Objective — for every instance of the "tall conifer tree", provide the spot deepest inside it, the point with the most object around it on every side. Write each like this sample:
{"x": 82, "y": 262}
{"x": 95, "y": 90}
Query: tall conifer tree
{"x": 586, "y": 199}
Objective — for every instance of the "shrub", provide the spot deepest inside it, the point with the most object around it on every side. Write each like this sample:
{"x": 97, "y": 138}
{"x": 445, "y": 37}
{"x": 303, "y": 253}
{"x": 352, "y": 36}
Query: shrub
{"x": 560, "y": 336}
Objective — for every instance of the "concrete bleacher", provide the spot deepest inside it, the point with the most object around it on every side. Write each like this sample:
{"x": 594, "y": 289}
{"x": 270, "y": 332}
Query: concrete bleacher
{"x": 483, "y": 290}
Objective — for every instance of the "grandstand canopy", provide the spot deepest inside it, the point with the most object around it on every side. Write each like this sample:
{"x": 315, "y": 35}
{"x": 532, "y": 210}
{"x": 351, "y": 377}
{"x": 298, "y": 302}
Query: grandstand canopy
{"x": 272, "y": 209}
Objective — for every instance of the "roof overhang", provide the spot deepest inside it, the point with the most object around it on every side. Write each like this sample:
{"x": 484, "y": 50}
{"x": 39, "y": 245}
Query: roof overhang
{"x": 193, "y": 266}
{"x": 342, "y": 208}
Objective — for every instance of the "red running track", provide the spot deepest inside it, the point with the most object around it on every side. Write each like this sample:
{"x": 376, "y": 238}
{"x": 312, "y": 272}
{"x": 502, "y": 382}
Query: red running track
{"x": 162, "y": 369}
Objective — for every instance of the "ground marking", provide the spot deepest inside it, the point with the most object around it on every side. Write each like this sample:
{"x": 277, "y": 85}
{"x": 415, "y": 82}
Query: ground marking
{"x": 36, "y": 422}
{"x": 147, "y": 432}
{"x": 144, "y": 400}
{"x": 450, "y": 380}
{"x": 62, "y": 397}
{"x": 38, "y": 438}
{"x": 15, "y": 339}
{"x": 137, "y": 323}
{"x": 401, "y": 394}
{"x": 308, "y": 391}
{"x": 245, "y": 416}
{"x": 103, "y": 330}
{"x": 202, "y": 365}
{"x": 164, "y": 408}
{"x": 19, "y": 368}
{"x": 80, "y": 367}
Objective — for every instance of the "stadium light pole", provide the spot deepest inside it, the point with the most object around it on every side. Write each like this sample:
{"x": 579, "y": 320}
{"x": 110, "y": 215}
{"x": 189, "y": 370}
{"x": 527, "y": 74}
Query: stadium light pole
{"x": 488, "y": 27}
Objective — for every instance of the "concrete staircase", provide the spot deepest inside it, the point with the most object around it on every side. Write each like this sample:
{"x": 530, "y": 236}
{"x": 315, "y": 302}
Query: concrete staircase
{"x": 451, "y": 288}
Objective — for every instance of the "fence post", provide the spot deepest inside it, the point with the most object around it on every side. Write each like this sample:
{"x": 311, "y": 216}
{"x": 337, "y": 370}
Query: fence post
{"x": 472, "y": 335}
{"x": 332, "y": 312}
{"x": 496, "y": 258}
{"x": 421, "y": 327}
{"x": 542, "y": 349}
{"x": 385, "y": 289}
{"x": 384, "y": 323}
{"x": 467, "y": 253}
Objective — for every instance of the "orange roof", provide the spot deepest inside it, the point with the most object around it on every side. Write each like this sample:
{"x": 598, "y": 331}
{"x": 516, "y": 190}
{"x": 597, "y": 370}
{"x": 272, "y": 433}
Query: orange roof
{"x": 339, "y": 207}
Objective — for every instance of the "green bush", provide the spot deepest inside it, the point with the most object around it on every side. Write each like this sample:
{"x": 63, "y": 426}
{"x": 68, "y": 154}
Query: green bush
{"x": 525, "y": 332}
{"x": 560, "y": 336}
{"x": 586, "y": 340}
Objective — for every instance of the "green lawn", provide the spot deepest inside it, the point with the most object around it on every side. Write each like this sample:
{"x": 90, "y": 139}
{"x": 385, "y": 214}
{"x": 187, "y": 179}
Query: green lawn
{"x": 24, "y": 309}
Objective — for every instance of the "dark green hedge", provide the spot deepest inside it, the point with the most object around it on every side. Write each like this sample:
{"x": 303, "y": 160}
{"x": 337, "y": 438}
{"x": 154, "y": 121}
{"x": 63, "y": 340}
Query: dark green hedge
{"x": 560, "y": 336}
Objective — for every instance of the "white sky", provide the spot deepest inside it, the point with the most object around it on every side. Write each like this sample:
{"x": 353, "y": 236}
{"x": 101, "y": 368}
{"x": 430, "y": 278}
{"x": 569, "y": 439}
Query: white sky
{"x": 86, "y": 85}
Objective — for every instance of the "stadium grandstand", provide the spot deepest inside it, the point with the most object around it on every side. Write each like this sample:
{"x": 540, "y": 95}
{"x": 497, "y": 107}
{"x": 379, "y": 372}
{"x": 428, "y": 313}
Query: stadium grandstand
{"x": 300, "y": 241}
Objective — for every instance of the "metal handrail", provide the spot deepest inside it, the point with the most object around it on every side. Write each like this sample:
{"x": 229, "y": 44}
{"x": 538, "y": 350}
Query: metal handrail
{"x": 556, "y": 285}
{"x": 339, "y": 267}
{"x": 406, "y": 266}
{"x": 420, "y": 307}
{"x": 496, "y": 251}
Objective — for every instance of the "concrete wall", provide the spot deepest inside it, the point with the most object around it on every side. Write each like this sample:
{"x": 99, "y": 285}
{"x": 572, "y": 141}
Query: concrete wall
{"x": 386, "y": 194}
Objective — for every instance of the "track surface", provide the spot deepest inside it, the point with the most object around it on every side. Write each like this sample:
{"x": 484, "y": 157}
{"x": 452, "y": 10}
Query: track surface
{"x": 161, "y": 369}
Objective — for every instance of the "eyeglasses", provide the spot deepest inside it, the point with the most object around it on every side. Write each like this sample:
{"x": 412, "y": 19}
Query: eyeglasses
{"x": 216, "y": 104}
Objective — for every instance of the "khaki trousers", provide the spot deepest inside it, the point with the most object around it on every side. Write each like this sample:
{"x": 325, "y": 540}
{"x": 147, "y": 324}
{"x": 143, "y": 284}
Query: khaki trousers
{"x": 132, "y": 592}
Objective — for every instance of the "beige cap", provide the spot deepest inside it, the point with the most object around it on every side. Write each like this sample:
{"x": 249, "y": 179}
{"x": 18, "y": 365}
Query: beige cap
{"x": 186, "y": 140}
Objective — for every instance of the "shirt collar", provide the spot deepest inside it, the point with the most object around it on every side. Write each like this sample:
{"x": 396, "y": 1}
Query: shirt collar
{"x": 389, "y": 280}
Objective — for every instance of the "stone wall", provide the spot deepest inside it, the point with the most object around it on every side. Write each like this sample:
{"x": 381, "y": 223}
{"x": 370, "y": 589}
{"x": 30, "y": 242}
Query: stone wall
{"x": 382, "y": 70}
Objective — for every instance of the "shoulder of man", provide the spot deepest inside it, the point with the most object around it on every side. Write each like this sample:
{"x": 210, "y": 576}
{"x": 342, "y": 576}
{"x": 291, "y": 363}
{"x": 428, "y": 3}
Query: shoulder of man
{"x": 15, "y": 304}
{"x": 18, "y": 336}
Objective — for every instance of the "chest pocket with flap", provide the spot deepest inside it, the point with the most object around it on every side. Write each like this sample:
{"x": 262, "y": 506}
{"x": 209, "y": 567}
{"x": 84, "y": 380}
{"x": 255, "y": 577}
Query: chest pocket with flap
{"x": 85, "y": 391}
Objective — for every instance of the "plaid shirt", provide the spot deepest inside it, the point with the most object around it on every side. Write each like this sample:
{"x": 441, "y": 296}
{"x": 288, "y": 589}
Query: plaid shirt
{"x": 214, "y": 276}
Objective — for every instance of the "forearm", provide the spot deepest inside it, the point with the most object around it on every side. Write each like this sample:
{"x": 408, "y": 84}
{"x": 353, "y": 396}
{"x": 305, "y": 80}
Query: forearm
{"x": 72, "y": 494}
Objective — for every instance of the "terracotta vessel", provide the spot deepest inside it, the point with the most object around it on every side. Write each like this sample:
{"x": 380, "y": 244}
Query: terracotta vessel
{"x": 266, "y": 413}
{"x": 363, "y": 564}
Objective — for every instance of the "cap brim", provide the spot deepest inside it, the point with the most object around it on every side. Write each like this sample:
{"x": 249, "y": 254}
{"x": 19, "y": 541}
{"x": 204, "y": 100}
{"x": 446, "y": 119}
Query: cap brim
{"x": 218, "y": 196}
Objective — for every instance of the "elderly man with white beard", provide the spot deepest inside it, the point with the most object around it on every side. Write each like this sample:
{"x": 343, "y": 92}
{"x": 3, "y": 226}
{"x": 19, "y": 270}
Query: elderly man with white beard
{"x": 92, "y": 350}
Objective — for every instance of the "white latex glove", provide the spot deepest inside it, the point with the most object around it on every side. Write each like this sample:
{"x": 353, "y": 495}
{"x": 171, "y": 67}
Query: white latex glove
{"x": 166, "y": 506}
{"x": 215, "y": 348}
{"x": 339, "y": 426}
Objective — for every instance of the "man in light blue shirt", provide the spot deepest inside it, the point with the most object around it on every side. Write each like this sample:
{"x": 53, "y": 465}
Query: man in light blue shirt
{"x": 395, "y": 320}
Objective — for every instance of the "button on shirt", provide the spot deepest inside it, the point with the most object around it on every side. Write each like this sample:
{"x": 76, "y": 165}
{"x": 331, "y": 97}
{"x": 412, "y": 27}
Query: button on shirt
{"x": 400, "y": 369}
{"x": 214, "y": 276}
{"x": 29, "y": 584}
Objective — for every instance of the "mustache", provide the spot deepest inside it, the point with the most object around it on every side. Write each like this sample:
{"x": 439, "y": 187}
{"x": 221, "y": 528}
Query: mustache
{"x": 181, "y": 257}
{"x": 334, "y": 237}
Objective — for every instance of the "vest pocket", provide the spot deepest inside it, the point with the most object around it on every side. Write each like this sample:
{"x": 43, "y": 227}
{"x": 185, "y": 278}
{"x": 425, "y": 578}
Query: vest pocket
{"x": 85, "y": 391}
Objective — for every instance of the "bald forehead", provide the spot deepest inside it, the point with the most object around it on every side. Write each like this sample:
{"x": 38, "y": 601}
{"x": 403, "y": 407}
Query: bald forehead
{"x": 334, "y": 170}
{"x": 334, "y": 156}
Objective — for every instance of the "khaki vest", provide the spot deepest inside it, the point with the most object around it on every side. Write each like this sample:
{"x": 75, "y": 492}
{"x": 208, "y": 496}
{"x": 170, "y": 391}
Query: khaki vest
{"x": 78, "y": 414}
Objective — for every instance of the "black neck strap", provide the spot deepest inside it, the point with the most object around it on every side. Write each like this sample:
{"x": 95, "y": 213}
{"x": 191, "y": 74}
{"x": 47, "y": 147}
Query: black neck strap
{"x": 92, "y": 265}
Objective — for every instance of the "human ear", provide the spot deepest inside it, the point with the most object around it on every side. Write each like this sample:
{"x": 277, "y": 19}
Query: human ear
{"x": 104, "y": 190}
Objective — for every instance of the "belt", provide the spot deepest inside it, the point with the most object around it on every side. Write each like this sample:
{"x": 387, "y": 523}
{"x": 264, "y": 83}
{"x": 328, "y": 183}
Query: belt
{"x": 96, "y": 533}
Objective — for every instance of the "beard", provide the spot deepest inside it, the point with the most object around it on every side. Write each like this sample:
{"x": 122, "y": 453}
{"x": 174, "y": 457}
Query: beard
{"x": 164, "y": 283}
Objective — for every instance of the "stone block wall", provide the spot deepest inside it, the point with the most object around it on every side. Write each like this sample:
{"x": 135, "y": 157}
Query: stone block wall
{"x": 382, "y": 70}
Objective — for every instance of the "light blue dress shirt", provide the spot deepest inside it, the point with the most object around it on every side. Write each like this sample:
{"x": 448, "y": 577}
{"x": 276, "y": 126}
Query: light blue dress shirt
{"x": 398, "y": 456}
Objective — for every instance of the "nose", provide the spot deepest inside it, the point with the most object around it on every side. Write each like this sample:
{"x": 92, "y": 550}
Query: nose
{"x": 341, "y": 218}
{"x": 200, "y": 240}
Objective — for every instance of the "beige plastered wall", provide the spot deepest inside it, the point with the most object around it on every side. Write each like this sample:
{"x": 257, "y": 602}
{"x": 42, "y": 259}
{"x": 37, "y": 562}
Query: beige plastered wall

▶ _Task to carry out_: Lines of the material may hold the string "plastered". Copy each one that does.

▶ _Task output_:
Objective — for every instance of the "beige plastered wall", provide the spot deepest inside it, the point with the most object around it on every side. Write each like this sample:
Query: beige plastered wall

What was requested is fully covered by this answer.